* **Given task**: Rewrite the rows from the line with "target: blurred green background" to the line with "378 176 L 381", replacing "grassy ridge" with "rocky ridge" and changing nothing else. Omit the pictures from your output.
'''
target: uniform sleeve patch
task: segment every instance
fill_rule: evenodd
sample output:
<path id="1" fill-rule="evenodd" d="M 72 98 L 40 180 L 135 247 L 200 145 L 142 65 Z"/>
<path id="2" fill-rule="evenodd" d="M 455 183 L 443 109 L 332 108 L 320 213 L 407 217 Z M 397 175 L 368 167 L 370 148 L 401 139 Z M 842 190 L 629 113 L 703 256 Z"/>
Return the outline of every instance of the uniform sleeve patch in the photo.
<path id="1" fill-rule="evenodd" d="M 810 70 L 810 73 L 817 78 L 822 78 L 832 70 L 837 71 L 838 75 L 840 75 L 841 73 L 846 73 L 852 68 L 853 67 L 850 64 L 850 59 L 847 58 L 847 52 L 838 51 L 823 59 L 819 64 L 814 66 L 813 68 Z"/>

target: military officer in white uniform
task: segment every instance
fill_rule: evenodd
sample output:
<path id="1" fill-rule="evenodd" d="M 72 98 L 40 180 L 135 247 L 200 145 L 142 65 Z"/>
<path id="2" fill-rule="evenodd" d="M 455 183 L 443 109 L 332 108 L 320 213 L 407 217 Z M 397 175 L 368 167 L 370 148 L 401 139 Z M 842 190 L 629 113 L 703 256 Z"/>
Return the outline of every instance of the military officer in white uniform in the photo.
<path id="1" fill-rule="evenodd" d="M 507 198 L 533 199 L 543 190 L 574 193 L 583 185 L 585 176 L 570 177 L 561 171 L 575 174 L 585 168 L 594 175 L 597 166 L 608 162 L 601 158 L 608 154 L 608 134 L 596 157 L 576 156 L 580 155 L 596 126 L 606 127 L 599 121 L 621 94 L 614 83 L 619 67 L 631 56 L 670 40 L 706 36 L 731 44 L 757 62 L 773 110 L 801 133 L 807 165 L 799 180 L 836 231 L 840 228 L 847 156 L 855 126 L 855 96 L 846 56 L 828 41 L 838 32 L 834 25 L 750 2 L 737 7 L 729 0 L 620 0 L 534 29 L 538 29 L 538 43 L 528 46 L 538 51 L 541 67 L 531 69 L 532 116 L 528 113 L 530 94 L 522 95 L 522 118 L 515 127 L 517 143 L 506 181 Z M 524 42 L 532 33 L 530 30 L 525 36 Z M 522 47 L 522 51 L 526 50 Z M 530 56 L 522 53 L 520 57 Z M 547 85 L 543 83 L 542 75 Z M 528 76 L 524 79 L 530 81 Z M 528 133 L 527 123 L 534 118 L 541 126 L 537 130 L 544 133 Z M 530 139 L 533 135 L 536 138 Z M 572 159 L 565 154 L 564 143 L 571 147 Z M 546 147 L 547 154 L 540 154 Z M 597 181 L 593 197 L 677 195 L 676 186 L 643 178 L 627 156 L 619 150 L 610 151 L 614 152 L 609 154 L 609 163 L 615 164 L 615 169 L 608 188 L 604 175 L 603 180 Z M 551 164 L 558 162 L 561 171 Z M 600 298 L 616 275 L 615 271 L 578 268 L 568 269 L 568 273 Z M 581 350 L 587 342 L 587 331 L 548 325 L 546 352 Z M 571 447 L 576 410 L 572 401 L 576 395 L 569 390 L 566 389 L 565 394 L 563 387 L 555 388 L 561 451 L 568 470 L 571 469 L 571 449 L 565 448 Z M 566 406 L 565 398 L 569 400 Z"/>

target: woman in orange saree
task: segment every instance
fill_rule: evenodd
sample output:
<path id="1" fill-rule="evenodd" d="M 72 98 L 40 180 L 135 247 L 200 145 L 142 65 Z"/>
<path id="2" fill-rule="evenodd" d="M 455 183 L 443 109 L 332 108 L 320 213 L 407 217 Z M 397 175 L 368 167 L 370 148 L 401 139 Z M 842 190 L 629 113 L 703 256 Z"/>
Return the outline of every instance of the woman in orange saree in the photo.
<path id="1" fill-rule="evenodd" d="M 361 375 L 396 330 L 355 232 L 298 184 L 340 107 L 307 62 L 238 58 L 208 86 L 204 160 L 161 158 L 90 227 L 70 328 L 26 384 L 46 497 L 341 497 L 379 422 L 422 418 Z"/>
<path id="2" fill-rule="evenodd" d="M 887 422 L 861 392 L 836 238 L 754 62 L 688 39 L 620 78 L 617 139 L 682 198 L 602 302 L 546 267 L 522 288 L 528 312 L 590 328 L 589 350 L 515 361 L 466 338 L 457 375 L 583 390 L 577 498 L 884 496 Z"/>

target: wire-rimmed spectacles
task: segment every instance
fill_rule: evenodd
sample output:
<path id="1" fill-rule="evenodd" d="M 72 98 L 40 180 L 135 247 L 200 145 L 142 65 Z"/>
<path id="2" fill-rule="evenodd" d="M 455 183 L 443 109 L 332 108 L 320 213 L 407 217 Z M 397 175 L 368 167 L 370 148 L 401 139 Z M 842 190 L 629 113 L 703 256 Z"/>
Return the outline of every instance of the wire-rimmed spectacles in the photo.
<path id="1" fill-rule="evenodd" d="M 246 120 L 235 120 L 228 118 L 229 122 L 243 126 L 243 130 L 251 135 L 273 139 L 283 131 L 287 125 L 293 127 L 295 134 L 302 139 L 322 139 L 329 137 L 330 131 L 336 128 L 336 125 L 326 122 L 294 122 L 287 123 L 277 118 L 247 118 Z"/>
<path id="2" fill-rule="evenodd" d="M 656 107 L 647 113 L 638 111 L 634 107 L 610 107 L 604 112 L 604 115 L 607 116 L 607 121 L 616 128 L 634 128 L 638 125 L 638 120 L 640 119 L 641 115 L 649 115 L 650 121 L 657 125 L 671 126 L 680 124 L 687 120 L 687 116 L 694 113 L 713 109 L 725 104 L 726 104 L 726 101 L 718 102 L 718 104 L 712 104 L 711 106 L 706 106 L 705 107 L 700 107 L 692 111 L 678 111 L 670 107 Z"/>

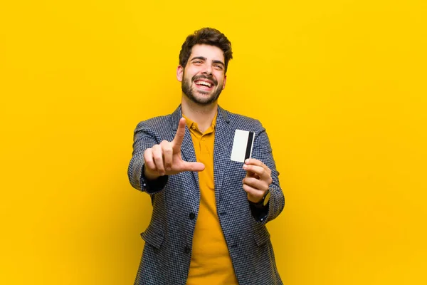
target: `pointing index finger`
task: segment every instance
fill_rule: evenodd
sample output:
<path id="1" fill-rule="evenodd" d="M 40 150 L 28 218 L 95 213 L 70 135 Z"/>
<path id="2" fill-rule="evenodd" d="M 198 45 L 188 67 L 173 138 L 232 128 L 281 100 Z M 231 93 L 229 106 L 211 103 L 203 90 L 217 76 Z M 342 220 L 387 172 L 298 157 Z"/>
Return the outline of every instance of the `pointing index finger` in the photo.
<path id="1" fill-rule="evenodd" d="M 174 150 L 174 152 L 176 152 L 181 150 L 181 145 L 182 145 L 182 141 L 184 140 L 184 135 L 185 119 L 184 118 L 181 118 L 181 120 L 179 120 L 179 123 L 178 124 L 176 134 L 175 135 L 175 138 L 174 138 L 174 140 L 172 141 L 172 148 Z"/>

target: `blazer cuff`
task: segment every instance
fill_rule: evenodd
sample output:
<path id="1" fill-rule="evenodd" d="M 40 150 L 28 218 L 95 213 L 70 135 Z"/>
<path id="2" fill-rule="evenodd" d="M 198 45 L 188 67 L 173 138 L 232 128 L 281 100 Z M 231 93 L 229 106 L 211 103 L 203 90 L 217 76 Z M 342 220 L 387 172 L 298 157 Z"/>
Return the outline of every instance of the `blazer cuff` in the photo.
<path id="1" fill-rule="evenodd" d="M 254 203 L 248 200 L 249 202 L 249 207 L 251 208 L 251 212 L 252 216 L 255 218 L 257 222 L 263 222 L 268 216 L 268 207 L 270 206 L 270 201 L 265 206 L 263 203 Z"/>
<path id="2" fill-rule="evenodd" d="M 144 175 L 144 166 L 145 165 L 142 165 L 142 171 L 141 172 L 141 190 L 145 191 L 149 194 L 154 194 L 163 190 L 167 183 L 169 176 L 163 175 L 154 180 L 149 180 Z"/>

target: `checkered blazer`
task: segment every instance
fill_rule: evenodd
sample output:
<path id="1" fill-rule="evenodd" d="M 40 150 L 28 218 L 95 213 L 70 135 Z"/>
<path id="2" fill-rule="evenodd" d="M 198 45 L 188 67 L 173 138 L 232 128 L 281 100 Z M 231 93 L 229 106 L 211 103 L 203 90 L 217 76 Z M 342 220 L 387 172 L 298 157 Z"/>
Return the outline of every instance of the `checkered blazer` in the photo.
<path id="1" fill-rule="evenodd" d="M 171 115 L 140 122 L 135 130 L 129 180 L 133 187 L 150 195 L 153 207 L 150 223 L 141 234 L 145 245 L 135 284 L 184 285 L 186 282 L 200 202 L 198 172 L 165 176 L 150 185 L 142 171 L 145 149 L 163 140 L 172 141 L 181 118 L 179 106 Z M 270 202 L 263 214 L 256 214 L 248 202 L 242 187 L 246 175 L 243 163 L 230 160 L 236 129 L 255 132 L 252 157 L 272 170 Z M 196 161 L 186 127 L 181 155 L 184 160 Z M 218 107 L 214 172 L 218 218 L 239 284 L 282 284 L 265 224 L 282 212 L 285 198 L 267 133 L 259 121 Z"/>

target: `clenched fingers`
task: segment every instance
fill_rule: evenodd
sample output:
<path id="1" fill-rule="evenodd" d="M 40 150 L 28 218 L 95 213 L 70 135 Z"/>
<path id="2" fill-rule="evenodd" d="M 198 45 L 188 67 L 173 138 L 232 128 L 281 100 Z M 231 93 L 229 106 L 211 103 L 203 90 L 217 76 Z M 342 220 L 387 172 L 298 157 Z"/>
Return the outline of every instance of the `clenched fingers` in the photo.
<path id="1" fill-rule="evenodd" d="M 245 185 L 263 192 L 267 191 L 270 185 L 267 182 L 254 177 L 245 177 L 243 179 L 243 185 Z"/>
<path id="2" fill-rule="evenodd" d="M 264 191 L 260 191 L 246 184 L 243 184 L 243 190 L 248 193 L 248 197 L 251 197 L 250 200 L 255 203 L 260 202 L 265 195 Z"/>
<path id="3" fill-rule="evenodd" d="M 265 180 L 271 184 L 273 180 L 271 179 L 271 170 L 268 167 L 265 169 L 263 166 L 253 165 L 243 165 L 243 169 L 246 172 L 251 172 L 258 175 L 260 179 Z"/>

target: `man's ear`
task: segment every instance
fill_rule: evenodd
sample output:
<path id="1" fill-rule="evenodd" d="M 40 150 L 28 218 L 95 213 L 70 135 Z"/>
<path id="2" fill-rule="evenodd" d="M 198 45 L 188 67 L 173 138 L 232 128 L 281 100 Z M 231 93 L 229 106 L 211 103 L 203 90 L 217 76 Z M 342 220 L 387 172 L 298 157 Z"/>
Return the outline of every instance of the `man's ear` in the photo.
<path id="1" fill-rule="evenodd" d="M 178 66 L 176 68 L 176 79 L 178 81 L 182 82 L 182 76 L 184 76 L 184 68 L 181 66 Z"/>

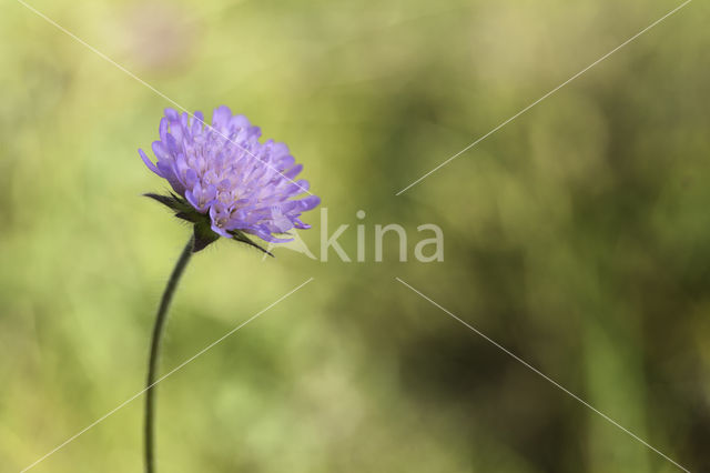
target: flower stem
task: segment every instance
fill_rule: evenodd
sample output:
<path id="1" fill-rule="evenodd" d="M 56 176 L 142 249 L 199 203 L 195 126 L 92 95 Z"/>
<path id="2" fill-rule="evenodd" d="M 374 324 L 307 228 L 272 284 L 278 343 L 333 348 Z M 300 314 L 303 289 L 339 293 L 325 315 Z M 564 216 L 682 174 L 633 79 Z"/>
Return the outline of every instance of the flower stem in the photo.
<path id="1" fill-rule="evenodd" d="M 192 256 L 194 245 L 194 236 L 190 238 L 190 241 L 185 245 L 185 249 L 180 254 L 180 259 L 178 263 L 175 263 L 175 268 L 173 269 L 172 274 L 170 275 L 170 280 L 168 281 L 168 285 L 165 286 L 165 291 L 163 292 L 163 298 L 160 301 L 160 308 L 158 309 L 158 315 L 155 315 L 155 324 L 153 325 L 153 335 L 151 339 L 151 355 L 148 362 L 148 381 L 146 381 L 146 391 L 145 391 L 145 472 L 154 473 L 155 471 L 155 460 L 154 460 L 154 423 L 155 423 L 155 379 L 158 378 L 158 359 L 160 355 L 160 342 L 163 334 L 163 328 L 165 325 L 165 321 L 168 320 L 168 309 L 170 308 L 170 302 L 173 299 L 173 293 L 175 292 L 175 288 L 178 288 L 178 283 L 180 282 L 180 276 L 182 276 L 187 262 L 190 261 L 190 256 Z"/>

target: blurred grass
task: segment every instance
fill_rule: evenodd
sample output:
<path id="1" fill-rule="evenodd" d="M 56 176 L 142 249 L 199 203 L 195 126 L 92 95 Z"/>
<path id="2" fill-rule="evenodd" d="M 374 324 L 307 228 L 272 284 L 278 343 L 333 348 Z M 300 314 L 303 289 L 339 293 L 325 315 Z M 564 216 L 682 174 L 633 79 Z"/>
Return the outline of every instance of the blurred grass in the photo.
<path id="1" fill-rule="evenodd" d="M 288 143 L 352 256 L 359 209 L 368 261 L 375 223 L 446 235 L 432 264 L 231 242 L 196 258 L 164 372 L 316 280 L 161 384 L 161 471 L 677 471 L 394 276 L 710 467 L 707 4 L 397 198 L 679 3 L 31 4 L 187 109 L 226 103 Z M 187 230 L 139 197 L 164 188 L 136 148 L 168 103 L 20 3 L 0 34 L 0 471 L 17 472 L 142 389 Z M 33 471 L 140 471 L 141 409 Z"/>

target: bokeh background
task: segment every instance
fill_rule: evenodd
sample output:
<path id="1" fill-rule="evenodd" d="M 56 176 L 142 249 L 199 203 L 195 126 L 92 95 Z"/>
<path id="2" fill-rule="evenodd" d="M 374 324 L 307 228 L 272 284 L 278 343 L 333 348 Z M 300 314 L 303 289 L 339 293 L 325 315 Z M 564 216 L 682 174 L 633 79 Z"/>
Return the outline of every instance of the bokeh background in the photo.
<path id="1" fill-rule="evenodd" d="M 190 110 L 285 141 L 367 261 L 221 241 L 174 301 L 161 472 L 710 471 L 710 8 L 667 0 L 31 4 Z M 169 103 L 14 0 L 0 18 L 0 471 L 142 389 L 189 229 L 141 198 Z M 356 219 L 358 210 L 367 217 Z M 318 253 L 317 211 L 301 236 Z M 373 229 L 398 223 L 409 261 Z M 423 264 L 416 227 L 445 233 Z M 140 472 L 142 402 L 33 472 Z"/>

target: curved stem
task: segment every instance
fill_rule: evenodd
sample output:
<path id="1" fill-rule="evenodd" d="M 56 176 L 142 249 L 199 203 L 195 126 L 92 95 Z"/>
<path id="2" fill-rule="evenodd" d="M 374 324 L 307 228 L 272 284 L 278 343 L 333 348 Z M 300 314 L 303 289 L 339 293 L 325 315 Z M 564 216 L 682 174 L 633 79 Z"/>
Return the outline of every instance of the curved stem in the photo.
<path id="1" fill-rule="evenodd" d="M 151 339 L 151 355 L 148 362 L 148 381 L 145 391 L 145 472 L 153 473 L 155 471 L 154 460 L 154 422 L 155 422 L 155 379 L 158 378 L 158 358 L 160 355 L 160 342 L 163 334 L 163 328 L 168 320 L 168 309 L 170 302 L 173 299 L 178 282 L 182 275 L 190 256 L 192 256 L 192 250 L 194 245 L 194 236 L 190 238 L 190 241 L 185 245 L 185 249 L 180 254 L 180 259 L 173 269 L 163 298 L 160 301 L 160 308 L 158 309 L 158 315 L 155 315 L 155 324 L 153 325 L 153 336 Z"/>

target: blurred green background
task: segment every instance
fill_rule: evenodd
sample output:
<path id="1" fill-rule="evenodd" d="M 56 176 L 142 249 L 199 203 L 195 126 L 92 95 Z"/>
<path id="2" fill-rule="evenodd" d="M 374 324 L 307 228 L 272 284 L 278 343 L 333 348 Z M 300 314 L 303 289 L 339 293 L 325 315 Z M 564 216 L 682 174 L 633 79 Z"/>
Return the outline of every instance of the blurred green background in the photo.
<path id="1" fill-rule="evenodd" d="M 694 1 L 52 2 L 190 110 L 288 143 L 366 262 L 221 241 L 174 301 L 165 472 L 674 472 L 402 278 L 691 471 L 710 471 L 710 8 Z M 189 229 L 141 198 L 169 103 L 17 1 L 0 18 L 0 471 L 142 389 Z M 357 210 L 367 217 L 359 221 Z M 318 211 L 301 233 L 317 254 Z M 410 261 L 373 258 L 376 223 Z M 412 258 L 416 227 L 445 261 Z M 139 472 L 136 399 L 33 472 Z"/>

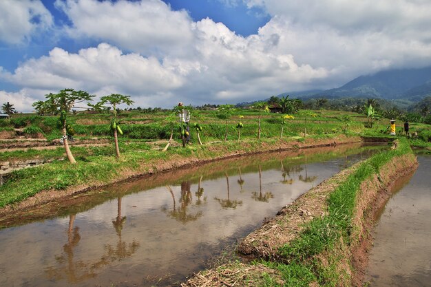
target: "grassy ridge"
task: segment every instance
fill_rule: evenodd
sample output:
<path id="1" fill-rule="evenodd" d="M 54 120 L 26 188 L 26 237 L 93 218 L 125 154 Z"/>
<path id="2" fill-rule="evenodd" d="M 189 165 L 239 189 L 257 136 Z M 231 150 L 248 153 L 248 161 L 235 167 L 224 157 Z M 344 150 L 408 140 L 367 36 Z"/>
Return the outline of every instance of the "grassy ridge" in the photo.
<path id="1" fill-rule="evenodd" d="M 378 176 L 381 168 L 394 157 L 412 153 L 407 140 L 401 139 L 397 149 L 380 153 L 363 162 L 331 193 L 328 200 L 329 214 L 307 223 L 296 240 L 280 248 L 280 255 L 288 264 L 261 263 L 278 270 L 285 286 L 308 286 L 312 282 L 317 282 L 319 286 L 335 286 L 343 281 L 342 277 L 346 277 L 348 281 L 349 275 L 340 273 L 336 267 L 343 258 L 335 256 L 328 260 L 328 264 L 322 265 L 316 259 L 316 255 L 324 252 L 330 253 L 337 248 L 337 244 L 341 237 L 345 244 L 350 244 L 354 228 L 351 220 L 361 184 L 372 175 Z"/>

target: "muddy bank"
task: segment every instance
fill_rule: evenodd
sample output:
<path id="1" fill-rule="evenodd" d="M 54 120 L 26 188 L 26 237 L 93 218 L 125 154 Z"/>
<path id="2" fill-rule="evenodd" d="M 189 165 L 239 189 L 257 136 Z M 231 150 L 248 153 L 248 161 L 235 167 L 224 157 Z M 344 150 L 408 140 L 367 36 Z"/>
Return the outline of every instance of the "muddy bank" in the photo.
<path id="1" fill-rule="evenodd" d="M 240 145 L 235 143 L 216 143 L 211 145 L 204 145 L 195 147 L 193 152 L 186 156 L 172 155 L 169 159 L 150 159 L 138 162 L 138 167 L 133 170 L 123 171 L 108 182 L 94 182 L 85 184 L 72 187 L 65 190 L 46 190 L 36 193 L 35 195 L 27 198 L 23 202 L 6 206 L 0 209 L 0 217 L 2 220 L 6 220 L 12 215 L 17 215 L 17 212 L 40 206 L 45 203 L 63 200 L 72 198 L 78 194 L 87 192 L 92 189 L 111 184 L 115 182 L 147 176 L 162 171 L 178 169 L 185 167 L 192 167 L 213 160 L 229 158 L 245 155 L 262 153 L 269 151 L 293 150 L 297 149 L 307 149 L 311 147 L 328 147 L 346 143 L 359 142 L 361 141 L 360 137 L 347 137 L 338 136 L 334 138 L 307 138 L 305 140 L 286 141 L 277 140 L 274 142 L 243 142 Z M 235 145 L 235 149 L 230 149 L 229 145 Z"/>
<path id="2" fill-rule="evenodd" d="M 274 218 L 266 221 L 261 228 L 249 235 L 239 244 L 238 252 L 246 259 L 242 260 L 243 262 L 260 259 L 272 263 L 222 264 L 200 273 L 182 286 L 283 285 L 286 284 L 282 279 L 286 277 L 281 271 L 283 268 L 269 268 L 269 266 L 287 266 L 297 262 L 307 266 L 313 262 L 312 264 L 318 266 L 321 271 L 330 270 L 332 284 L 361 286 L 368 262 L 368 252 L 372 244 L 370 231 L 375 220 L 375 214 L 390 198 L 392 188 L 398 182 L 397 180 L 408 176 L 417 167 L 412 153 L 392 157 L 379 168 L 377 173 L 362 181 L 355 197 L 350 221 L 351 232 L 347 237 L 339 237 L 330 250 L 325 249 L 311 257 L 293 259 L 285 257 L 280 249 L 301 236 L 304 224 L 326 216 L 328 213 L 328 197 L 349 176 L 355 176 L 360 165 L 361 163 L 357 164 L 312 189 L 282 209 Z M 397 175 L 396 178 L 394 178 L 394 174 Z M 317 279 L 311 279 L 309 285 L 313 286 L 324 284 Z"/>

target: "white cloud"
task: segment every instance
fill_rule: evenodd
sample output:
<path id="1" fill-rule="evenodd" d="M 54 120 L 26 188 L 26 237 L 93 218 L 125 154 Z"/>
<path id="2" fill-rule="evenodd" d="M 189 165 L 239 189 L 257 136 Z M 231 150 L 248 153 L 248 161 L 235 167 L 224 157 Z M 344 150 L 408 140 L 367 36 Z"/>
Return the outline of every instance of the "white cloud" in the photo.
'''
* **Response below**:
target: blurred green background
task: segment every instance
fill_rule: evenodd
sample output:
<path id="1" fill-rule="evenodd" d="M 56 176 L 142 249 L 199 203 L 195 126 L 92 95 Z"/>
<path id="2" fill-rule="evenodd" d="M 374 324 L 307 228 L 272 284 L 278 343 L 333 348 Z M 300 314 L 303 289 L 339 293 L 325 315 Z M 564 216 L 682 174 L 633 79 Z"/>
Return the outline of every instance of the blurred green background in the photo.
<path id="1" fill-rule="evenodd" d="M 694 1 L 52 2 L 190 110 L 288 143 L 366 262 L 221 241 L 174 301 L 165 472 L 674 472 L 402 278 L 691 471 L 710 471 L 710 8 Z M 189 229 L 141 198 L 169 103 L 17 1 L 0 18 L 0 471 L 142 389 Z M 357 210 L 367 217 L 359 221 Z M 318 211 L 301 233 L 317 254 Z M 410 261 L 373 258 L 376 223 Z M 412 258 L 416 227 L 445 261 Z M 139 472 L 136 399 L 33 472 Z"/>

target: "rocky ridge"
task: segment every instance
fill_rule: evenodd
sample output:
<path id="1" fill-rule="evenodd" d="M 54 120 L 26 188 L 26 237 L 93 218 L 125 154 Z"/>
<path id="2" fill-rule="evenodd" d="M 189 165 L 239 189 L 257 136 Z M 231 150 L 248 153 L 248 161 L 235 167 L 224 157 Z M 344 150 L 408 140 L 367 36 Z"/>
Return the outline of every instance of the "rocky ridge" in the photo.
<path id="1" fill-rule="evenodd" d="M 378 176 L 381 168 L 394 157 L 412 153 L 407 140 L 401 139 L 397 149 L 380 153 L 363 162 L 331 193 L 328 200 L 329 214 L 307 223 L 296 240 L 280 248 L 280 255 L 288 264 L 261 263 L 278 270 L 285 286 L 308 286 L 312 282 L 317 282 L 319 286 L 335 286 L 343 281 L 342 277 L 346 277 L 348 281 L 349 275 L 340 273 L 336 267 L 343 258 L 335 256 L 328 260 L 328 264 L 322 265 L 316 259 L 316 255 L 324 252 L 330 253 L 337 248 L 337 244 L 341 237 L 345 244 L 350 244 L 354 228 L 351 220 L 361 184 L 372 175 Z"/>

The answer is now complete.